Requirements:
From the line that includes "One point rides on each instance of the monitor" to the last line of the data, quote each line precisely; both boundary lines belong in the answer.

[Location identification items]

-----

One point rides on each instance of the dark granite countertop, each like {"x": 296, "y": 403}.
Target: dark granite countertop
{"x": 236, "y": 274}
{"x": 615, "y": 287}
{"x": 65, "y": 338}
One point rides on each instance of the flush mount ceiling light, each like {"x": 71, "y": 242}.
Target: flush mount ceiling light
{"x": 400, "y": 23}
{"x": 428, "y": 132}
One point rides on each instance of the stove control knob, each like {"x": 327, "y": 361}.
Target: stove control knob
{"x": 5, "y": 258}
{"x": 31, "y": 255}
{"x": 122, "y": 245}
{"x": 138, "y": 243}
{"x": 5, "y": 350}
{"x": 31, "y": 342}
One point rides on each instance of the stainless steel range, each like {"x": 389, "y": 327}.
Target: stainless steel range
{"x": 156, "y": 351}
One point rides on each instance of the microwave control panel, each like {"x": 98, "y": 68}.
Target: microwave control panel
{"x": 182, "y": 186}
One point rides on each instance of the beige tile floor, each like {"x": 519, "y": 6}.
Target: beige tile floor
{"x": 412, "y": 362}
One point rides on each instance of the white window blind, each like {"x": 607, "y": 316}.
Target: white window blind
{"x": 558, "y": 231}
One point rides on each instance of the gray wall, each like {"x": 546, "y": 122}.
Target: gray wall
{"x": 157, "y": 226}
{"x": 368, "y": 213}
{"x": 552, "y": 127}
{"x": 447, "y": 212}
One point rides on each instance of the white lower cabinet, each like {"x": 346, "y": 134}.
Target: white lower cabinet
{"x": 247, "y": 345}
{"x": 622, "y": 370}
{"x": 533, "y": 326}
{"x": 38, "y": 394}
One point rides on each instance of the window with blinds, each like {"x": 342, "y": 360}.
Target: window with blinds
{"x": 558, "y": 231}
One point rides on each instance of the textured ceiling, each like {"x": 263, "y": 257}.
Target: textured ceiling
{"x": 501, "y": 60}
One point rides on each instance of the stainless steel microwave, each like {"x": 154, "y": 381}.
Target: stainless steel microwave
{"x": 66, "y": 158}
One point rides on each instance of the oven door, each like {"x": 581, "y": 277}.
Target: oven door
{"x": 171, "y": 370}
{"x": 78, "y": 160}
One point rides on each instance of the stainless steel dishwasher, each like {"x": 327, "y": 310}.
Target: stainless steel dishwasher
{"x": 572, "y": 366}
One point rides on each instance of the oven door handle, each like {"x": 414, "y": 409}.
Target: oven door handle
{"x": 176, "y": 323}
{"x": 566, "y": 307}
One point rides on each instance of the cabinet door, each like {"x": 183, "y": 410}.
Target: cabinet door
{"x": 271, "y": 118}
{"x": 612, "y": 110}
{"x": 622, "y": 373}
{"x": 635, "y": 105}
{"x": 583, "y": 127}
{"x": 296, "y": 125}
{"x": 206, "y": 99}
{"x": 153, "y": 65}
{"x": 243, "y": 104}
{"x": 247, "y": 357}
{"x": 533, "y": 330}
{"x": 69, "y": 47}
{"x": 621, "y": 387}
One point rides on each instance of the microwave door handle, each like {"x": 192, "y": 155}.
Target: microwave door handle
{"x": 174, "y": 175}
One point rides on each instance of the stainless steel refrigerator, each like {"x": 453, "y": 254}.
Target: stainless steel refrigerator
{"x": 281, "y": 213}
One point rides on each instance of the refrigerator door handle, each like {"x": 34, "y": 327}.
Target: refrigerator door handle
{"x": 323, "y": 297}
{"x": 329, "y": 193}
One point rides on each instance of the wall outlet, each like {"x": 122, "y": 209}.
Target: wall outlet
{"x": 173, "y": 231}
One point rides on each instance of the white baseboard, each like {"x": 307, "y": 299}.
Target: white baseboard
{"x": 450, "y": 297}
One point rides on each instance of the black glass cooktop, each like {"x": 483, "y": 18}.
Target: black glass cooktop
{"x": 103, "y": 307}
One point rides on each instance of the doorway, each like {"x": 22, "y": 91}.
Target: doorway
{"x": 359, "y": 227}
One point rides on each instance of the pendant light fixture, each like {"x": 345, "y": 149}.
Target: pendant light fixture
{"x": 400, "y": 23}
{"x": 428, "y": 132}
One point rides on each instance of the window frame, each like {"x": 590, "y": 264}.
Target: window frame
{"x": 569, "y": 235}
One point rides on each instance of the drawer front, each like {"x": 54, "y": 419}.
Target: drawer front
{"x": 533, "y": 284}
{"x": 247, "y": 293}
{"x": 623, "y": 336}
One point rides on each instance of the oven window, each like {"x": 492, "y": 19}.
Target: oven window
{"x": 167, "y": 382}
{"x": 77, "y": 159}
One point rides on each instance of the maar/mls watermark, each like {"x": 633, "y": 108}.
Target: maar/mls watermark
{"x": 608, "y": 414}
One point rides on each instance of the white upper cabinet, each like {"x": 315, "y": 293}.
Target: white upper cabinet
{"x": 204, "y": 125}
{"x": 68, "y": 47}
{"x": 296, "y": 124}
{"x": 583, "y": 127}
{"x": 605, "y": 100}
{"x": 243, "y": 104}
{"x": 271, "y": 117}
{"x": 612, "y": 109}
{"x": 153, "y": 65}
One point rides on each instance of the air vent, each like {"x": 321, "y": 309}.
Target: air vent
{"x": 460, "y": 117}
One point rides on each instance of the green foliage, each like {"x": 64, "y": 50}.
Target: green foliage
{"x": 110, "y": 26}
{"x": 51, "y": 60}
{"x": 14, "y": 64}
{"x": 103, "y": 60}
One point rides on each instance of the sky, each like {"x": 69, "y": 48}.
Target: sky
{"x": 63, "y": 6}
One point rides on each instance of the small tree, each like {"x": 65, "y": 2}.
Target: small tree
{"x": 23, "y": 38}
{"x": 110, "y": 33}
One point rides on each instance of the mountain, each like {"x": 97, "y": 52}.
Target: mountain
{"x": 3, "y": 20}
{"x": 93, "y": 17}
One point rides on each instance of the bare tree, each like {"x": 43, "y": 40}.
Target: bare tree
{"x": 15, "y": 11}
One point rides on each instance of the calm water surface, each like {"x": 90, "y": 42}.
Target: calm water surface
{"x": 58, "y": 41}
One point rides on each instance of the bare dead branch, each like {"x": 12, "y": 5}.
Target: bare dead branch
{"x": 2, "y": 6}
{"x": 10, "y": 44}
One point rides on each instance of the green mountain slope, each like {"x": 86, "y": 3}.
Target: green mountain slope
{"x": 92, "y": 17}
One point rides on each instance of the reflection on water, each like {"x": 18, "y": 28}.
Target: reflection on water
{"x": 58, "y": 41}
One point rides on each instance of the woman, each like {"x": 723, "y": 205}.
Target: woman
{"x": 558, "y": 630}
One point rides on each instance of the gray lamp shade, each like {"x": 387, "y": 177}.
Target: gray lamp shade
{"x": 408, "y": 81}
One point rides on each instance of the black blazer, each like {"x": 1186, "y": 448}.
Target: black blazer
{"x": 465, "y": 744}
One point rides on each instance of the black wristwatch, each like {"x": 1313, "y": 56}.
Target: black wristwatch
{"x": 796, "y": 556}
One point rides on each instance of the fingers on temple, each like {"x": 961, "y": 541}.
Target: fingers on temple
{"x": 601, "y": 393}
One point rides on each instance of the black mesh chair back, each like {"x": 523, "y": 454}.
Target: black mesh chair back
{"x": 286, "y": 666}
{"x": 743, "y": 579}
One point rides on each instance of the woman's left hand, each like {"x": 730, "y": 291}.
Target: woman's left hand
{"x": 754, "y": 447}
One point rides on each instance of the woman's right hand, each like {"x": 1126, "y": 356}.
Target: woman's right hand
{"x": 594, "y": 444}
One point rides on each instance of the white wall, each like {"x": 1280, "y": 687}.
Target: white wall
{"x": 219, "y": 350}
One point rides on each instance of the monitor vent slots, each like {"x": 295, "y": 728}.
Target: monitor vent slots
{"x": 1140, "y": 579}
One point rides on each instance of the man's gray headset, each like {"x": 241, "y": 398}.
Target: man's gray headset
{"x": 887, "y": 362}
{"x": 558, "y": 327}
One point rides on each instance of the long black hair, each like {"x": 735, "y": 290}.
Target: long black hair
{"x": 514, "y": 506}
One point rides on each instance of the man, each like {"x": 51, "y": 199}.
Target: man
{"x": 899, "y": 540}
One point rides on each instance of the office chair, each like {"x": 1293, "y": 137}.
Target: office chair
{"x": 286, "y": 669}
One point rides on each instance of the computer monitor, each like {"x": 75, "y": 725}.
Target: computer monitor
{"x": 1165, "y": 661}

-----

Solution for this problem:
One point rides on each instance of the monitor vent slots, each like {"x": 295, "y": 728}.
Target: monitor vent slots
{"x": 1140, "y": 579}
One point rides on each instance of the man's gray headset, each like {"x": 241, "y": 398}.
Target: man's gray headset
{"x": 887, "y": 362}
{"x": 558, "y": 327}
One point rides on each instance of the long black hair, each like {"x": 735, "y": 290}.
Target: long black hair
{"x": 514, "y": 506}
One point rides on each instance of the man, each like {"x": 51, "y": 199}.
Target: man
{"x": 899, "y": 540}
One point rides on each instance of the office chair, each like {"x": 1293, "y": 137}.
Target: office chair
{"x": 286, "y": 669}
One point rides on each instance of the computer monitor, each like {"x": 75, "y": 725}.
Target: computer monitor
{"x": 1165, "y": 661}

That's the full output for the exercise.